- Source records:
========================================================================
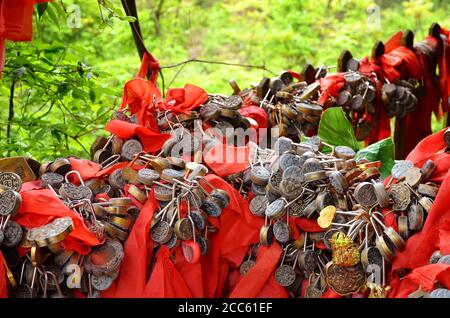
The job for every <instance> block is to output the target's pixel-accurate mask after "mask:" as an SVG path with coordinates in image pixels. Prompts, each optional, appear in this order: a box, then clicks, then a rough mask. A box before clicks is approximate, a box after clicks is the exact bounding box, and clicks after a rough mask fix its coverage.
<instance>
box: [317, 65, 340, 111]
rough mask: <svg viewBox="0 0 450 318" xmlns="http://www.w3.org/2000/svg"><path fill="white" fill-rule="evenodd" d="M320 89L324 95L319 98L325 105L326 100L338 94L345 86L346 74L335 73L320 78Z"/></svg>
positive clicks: (319, 99) (319, 100) (335, 95)
mask: <svg viewBox="0 0 450 318" xmlns="http://www.w3.org/2000/svg"><path fill="white" fill-rule="evenodd" d="M319 83H320V90H321V92H322V95H321V96H320V98H319V103H320V104H322V105H324V104H325V102H326V101H327V100H328V98H330V97H331V96H334V97H335V96H338V95H339V92H340V90H341V89H342V87H344V84H345V80H344V74H343V73H338V74H334V75H329V76H326V77H324V78H321V79H320V80H319Z"/></svg>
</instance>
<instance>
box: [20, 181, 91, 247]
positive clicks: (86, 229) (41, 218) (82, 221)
mask: <svg viewBox="0 0 450 318" xmlns="http://www.w3.org/2000/svg"><path fill="white" fill-rule="evenodd" d="M20 194H21V196H22V205H21V206H20V210H19V213H18V215H17V216H16V217H15V218H14V219H15V221H16V222H17V223H19V224H20V225H22V226H23V227H25V228H27V229H31V228H35V227H39V226H42V225H45V224H48V223H50V222H52V221H53V220H54V219H55V218H58V217H64V216H68V217H70V218H72V221H73V225H74V229H73V231H72V232H71V233H70V234H69V236H68V237H67V238H66V239H65V240H64V241H63V242H62V245H63V246H64V248H66V249H68V250H73V251H76V252H77V253H80V254H83V255H85V254H87V253H89V251H90V248H91V247H92V246H96V245H99V244H100V242H99V241H98V240H97V238H96V237H95V235H94V234H93V233H91V232H90V231H89V230H88V228H87V227H86V225H85V224H84V221H83V219H82V218H81V216H80V215H79V214H77V213H76V212H74V211H72V210H70V209H69V208H68V207H66V206H65V205H64V203H62V202H61V200H59V199H58V198H57V197H56V196H55V194H54V193H53V192H52V191H51V190H47V189H44V190H32V191H21V193H20Z"/></svg>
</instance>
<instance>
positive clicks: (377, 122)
mask: <svg viewBox="0 0 450 318" xmlns="http://www.w3.org/2000/svg"><path fill="white" fill-rule="evenodd" d="M359 64H360V67H359V71H360V72H361V74H363V75H364V76H367V77H368V78H370V79H372V80H373V81H374V82H375V85H376V90H377V92H380V91H381V87H382V86H383V84H382V82H381V79H382V76H383V75H382V73H381V70H380V67H379V66H378V65H376V64H375V63H373V62H372V61H370V60H369V59H368V58H367V57H364V58H362V59H361V61H360V62H359ZM374 105H375V109H376V110H377V113H376V114H375V115H370V114H369V116H368V118H367V120H368V121H369V122H371V123H372V130H371V132H370V136H369V138H368V139H367V140H366V145H369V144H372V143H375V142H377V141H379V140H382V139H385V138H388V137H390V136H391V125H390V119H389V117H388V116H387V114H386V110H385V109H384V105H383V102H382V100H381V94H377V96H376V97H375V101H374Z"/></svg>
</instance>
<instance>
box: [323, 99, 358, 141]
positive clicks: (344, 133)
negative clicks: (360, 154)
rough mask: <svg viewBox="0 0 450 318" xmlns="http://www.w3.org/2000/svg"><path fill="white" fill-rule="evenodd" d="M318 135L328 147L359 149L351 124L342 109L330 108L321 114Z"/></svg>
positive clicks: (354, 134)
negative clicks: (345, 146)
mask: <svg viewBox="0 0 450 318" xmlns="http://www.w3.org/2000/svg"><path fill="white" fill-rule="evenodd" d="M318 135H319V137H320V138H322V140H323V141H325V142H326V143H328V144H330V145H333V146H348V147H350V148H352V149H354V150H358V149H359V146H358V141H357V140H356V137H355V132H354V130H353V127H352V124H351V123H350V121H349V120H348V119H347V116H346V115H345V113H344V111H343V110H342V107H331V108H328V109H327V110H325V111H324V112H323V114H322V117H321V118H320V123H319V132H318Z"/></svg>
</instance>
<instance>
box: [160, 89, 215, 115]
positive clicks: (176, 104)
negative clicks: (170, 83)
mask: <svg viewBox="0 0 450 318" xmlns="http://www.w3.org/2000/svg"><path fill="white" fill-rule="evenodd" d="M207 100H208V94H206V92H205V91H204V90H203V89H201V88H200V87H198V86H195V85H191V84H186V85H184V88H171V89H169V90H167V95H166V100H165V102H160V103H159V104H158V108H159V109H160V110H170V111H171V112H172V113H173V114H174V115H177V114H180V113H183V114H189V113H190V112H191V110H194V109H196V108H197V107H199V106H200V105H201V104H203V103H205V102H206V101H207Z"/></svg>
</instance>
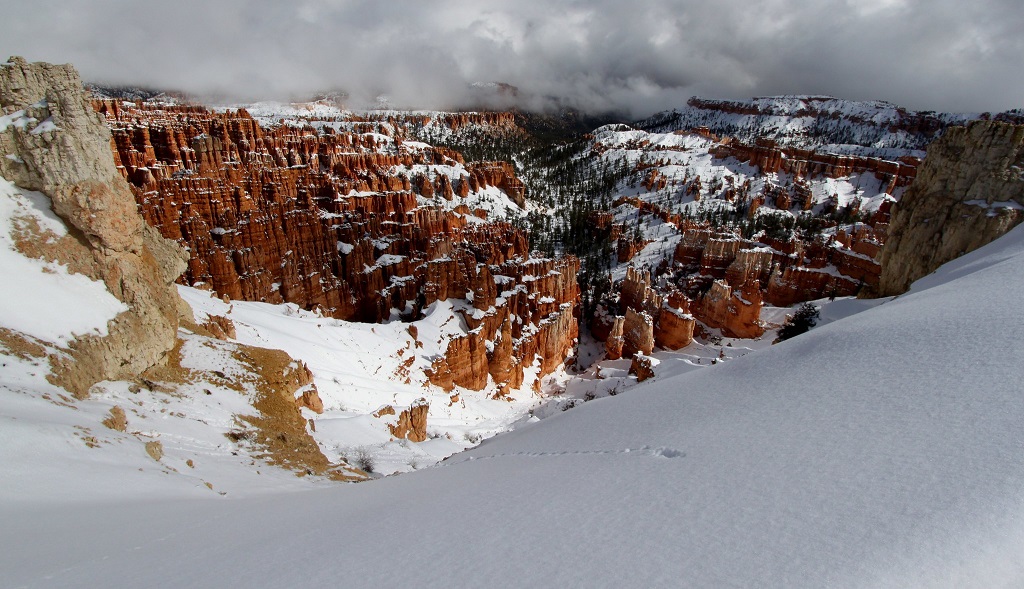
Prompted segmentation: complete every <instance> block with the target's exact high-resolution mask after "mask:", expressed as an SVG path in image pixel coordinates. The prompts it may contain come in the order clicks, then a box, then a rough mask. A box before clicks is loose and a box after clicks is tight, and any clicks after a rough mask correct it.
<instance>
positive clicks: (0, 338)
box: [0, 327, 46, 360]
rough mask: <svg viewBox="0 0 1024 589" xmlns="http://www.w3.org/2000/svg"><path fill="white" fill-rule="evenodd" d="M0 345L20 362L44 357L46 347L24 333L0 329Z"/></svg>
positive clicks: (33, 338) (36, 340) (34, 339)
mask: <svg viewBox="0 0 1024 589" xmlns="http://www.w3.org/2000/svg"><path fill="white" fill-rule="evenodd" d="M0 345H2V346H3V347H4V348H5V349H6V350H7V351H8V352H9V353H10V354H11V355H14V356H16V357H19V359H22V360H35V359H40V357H46V347H45V346H44V345H42V344H41V343H40V342H39V340H37V339H35V338H32V337H29V336H27V335H25V334H24V333H20V332H16V331H13V330H10V329H7V328H4V327H0Z"/></svg>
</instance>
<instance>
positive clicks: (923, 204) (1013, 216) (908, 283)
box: [878, 121, 1024, 296]
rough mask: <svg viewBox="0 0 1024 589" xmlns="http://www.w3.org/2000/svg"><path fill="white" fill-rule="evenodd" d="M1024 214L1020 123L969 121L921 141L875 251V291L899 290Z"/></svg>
mask: <svg viewBox="0 0 1024 589" xmlns="http://www.w3.org/2000/svg"><path fill="white" fill-rule="evenodd" d="M1021 220H1024V125H1012V124H1008V123H999V122H995V121H977V122H974V123H971V124H970V125H968V126H966V127H953V128H950V129H948V130H947V131H946V133H945V134H944V135H943V136H942V137H941V138H940V139H939V140H937V141H935V142H934V143H932V144H931V145H930V146H929V148H928V157H927V158H926V159H925V162H924V164H923V165H922V167H921V171H920V173H919V174H918V178H916V180H914V182H913V183H912V184H911V185H910V187H909V188H908V190H907V191H906V193H905V194H904V195H903V199H902V200H901V201H900V202H899V203H898V204H897V205H896V207H894V211H893V218H892V225H891V227H890V236H891V237H890V240H889V242H888V243H887V244H886V247H885V248H884V250H883V252H882V256H881V261H882V276H881V279H880V281H879V285H878V294H879V295H880V296H891V295H896V294H901V293H903V292H905V291H906V290H907V288H909V286H910V283H912V282H913V281H915V280H918V279H919V278H921V277H923V276H925V275H928V274H930V272H932V271H933V270H935V269H936V268H937V267H939V266H940V265H942V264H943V263H945V262H947V261H949V260H951V259H953V258H956V257H958V256H962V255H964V254H965V253H967V252H970V251H973V250H976V249H978V248H979V247H981V246H983V245H985V244H987V243H990V242H991V241H993V240H995V239H996V238H998V237H1000V236H1002V235H1004V234H1006V233H1007V232H1009V230H1010V229H1011V228H1013V227H1014V226H1016V225H1017V224H1019V223H1020V222H1021Z"/></svg>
========================================================================
- Task to carry out: Starting at the line above that contains "135L328 147L359 149L351", write out each line exactly until the line that contains "positive clicks: (354, 134)" has been written, and stop there.

- Response below:
rough mask: <svg viewBox="0 0 450 318" xmlns="http://www.w3.org/2000/svg"><path fill="white" fill-rule="evenodd" d="M318 135L328 147L359 149L351 124L342 109L330 108L321 114Z"/></svg>
positive clicks: (354, 134)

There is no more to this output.